Task prompt -
State how many lines in the listing below contain the word "water", matching case exactly. Give only the number.
○ ○ ○ ○ ○
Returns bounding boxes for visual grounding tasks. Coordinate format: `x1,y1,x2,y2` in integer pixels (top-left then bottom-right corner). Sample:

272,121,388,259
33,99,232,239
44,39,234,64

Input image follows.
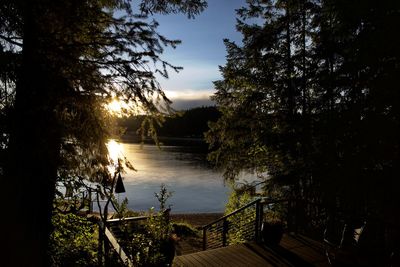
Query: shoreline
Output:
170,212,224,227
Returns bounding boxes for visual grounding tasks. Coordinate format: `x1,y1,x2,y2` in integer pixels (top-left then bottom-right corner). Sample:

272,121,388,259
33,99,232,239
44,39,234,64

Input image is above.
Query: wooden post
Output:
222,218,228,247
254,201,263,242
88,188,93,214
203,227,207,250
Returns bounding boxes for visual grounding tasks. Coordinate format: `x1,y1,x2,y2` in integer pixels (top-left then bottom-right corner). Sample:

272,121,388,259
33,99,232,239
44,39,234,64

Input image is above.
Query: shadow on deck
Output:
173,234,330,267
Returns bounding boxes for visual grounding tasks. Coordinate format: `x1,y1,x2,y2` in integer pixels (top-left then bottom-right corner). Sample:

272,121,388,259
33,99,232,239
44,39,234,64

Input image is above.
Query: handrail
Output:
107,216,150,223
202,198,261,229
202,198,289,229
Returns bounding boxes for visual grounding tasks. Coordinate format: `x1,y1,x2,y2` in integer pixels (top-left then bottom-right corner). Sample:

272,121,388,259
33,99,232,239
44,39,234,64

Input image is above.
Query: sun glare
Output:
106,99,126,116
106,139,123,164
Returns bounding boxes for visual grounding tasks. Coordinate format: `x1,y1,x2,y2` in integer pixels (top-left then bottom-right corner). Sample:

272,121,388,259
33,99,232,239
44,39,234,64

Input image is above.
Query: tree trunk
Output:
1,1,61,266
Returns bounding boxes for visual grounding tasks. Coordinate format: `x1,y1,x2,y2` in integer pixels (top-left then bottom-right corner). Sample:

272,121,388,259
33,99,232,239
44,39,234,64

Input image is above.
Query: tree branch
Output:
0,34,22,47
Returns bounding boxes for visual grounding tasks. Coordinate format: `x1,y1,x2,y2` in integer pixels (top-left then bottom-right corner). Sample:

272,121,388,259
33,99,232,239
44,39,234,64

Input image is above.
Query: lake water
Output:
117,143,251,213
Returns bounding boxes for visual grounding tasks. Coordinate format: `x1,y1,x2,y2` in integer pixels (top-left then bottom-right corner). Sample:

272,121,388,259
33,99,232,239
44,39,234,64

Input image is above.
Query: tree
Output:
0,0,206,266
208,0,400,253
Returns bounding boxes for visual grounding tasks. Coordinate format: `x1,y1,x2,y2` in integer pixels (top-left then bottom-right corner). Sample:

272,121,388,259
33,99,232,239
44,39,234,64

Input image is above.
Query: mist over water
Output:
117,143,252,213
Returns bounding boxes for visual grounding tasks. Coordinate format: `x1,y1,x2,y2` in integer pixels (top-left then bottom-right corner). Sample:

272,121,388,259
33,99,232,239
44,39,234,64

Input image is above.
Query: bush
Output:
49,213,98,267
○ ○ ○ ○ ○
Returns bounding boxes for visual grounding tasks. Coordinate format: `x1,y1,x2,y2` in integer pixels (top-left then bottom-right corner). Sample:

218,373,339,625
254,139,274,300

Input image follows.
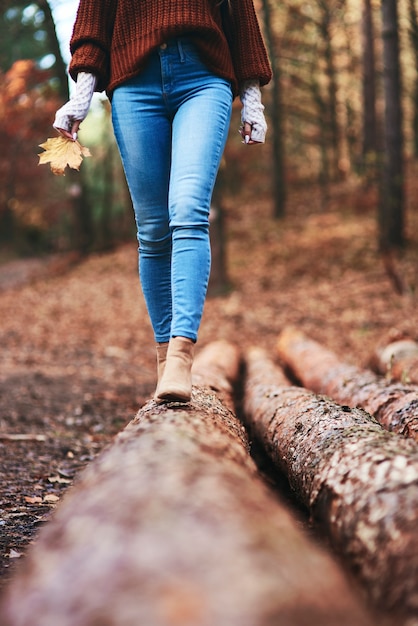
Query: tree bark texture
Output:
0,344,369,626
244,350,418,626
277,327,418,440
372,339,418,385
○ ○ ○ ○ ○
Answer to the exercise -
2